● Required task 1
Rewrite the listing below the report passage, replacing "a point per instance" with "one point per item" everywhere in it and changing nothing else. Leave the pictures out of your answer.

Nonetheless, the report, pushed by Republican chairman Representative Lamar Smith, went virtually unquestioned when it was covered by U.S. media.
What the report reveals are several Twitter and Instagram posts that Republicans claim were posted by “Russian agents” linked to the Internet Research Agency (IRA), the troll farm which has become a focus of narratives that Russia interfered in the 2016 presidential election.
The report recycles unsubstantiated news reporting that strongly suggested the Russian government was behind anti-fracking activism in the U.S. It contends these posts and tweets demonstrate the “broad nature of Russia’s meddling and to reveal Russia’s attempts to deceive and influence the American public, especially as related to domestic energy issues.”
“Between 2015 and 2017, there were an estimated 9,097 Russian posts or tweets regarding U.S. energy policy or a current energy event on Twitter, Facebook and Instagram,” according to the report. “Between 2015 and 2017, there were an estimated 4,334 IRA accounts across Twitter, Facebook and Instagram.”

● Recorded data

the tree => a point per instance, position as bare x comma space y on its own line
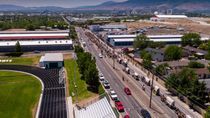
78, 49
207, 114
17, 47
162, 69
186, 83
172, 53
91, 77
194, 64
192, 39
141, 42
147, 60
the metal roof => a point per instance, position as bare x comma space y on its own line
171, 16
149, 36
113, 27
36, 42
33, 32
52, 57
155, 40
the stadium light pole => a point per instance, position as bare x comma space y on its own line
113, 57
75, 85
150, 100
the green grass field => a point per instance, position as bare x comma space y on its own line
82, 91
23, 60
19, 95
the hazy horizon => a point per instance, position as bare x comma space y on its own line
59, 3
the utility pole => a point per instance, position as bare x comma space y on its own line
150, 100
113, 57
75, 84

● Required task 2
Continue the passage about the congressional report on Russian social media posts about U.S. energy policy, starting after its last sentence.

● Reply 1
the tree => one point per item, position as bare x comma space y on its own line
78, 49
207, 114
17, 47
162, 69
186, 83
172, 53
91, 77
194, 64
192, 39
141, 42
147, 60
the metal roof => one point per item, position as bare x comma space y on its own line
171, 16
149, 36
113, 27
36, 42
33, 32
52, 57
155, 40
the stadium light pole => one point per item, position as bare x comma space y on its own line
113, 57
75, 85
150, 100
the green grass field => one point per item, position as bare x comma space y on its own line
82, 91
23, 60
19, 95
the hazy horizon => one point per item, position as bare x comma space y on its own line
59, 3
the utility pole => one point per item, position as bare x comma space y on its own line
150, 100
113, 57
75, 84

● Reply 2
To understand how these numbers are incredibly minuscule, there are about 95 million posts to Instagram per day and 800 million or more users, as of September 2017. About 500,000 comments, 293,000 status updates, and 136,000 photos are posted to Facebook daily. There are over 2 billion active users on Facebook. On Twitter, about 500 million or more tweets are posted each day. There are 330 million active monthly users.
House Republicans did not break down the number of IRA accounts by platform. But if the 4,334 accounts were all Twitter accounts, it would mean the number of active Russian accounts represented less than 0.0013 percent of Twitter users. That percentage would be much smaller for Facebook and Instagram.
As for reported posts and tweets, because Republicans are pulling from contents that appeared between 2015 and 2017, they are essentially revealing an average of 3,000 or so posts and tweets appeared each year.
What is 3,000 out of the 95 million posts to Instagram? What is 3,000 out of the hundreds of thousands of comments and updates to Facebook? What is 3,000 out of 500 million or more tweets?
These are smaller than microscopic numbers. They barely can be said to represent a broad influence campaign by Russia to undermine U.S. fossil fuel industries and incite opposition to American “energy independence.”
The “Russian tweets” are not even disinformation. They mostly appear to be messages containing advocacy from Senator Bernie Sanders, presidential candidate in the 2016 election, and his supporters. For example:
These tweets reference the health impact of natural gas fracking. They mention the link between earthquakes and fracking. They note political efforts to ban fracking through state ballot initiatives. What they do not do is promote disinformation, such as falsehoods about the fossil fuel industry.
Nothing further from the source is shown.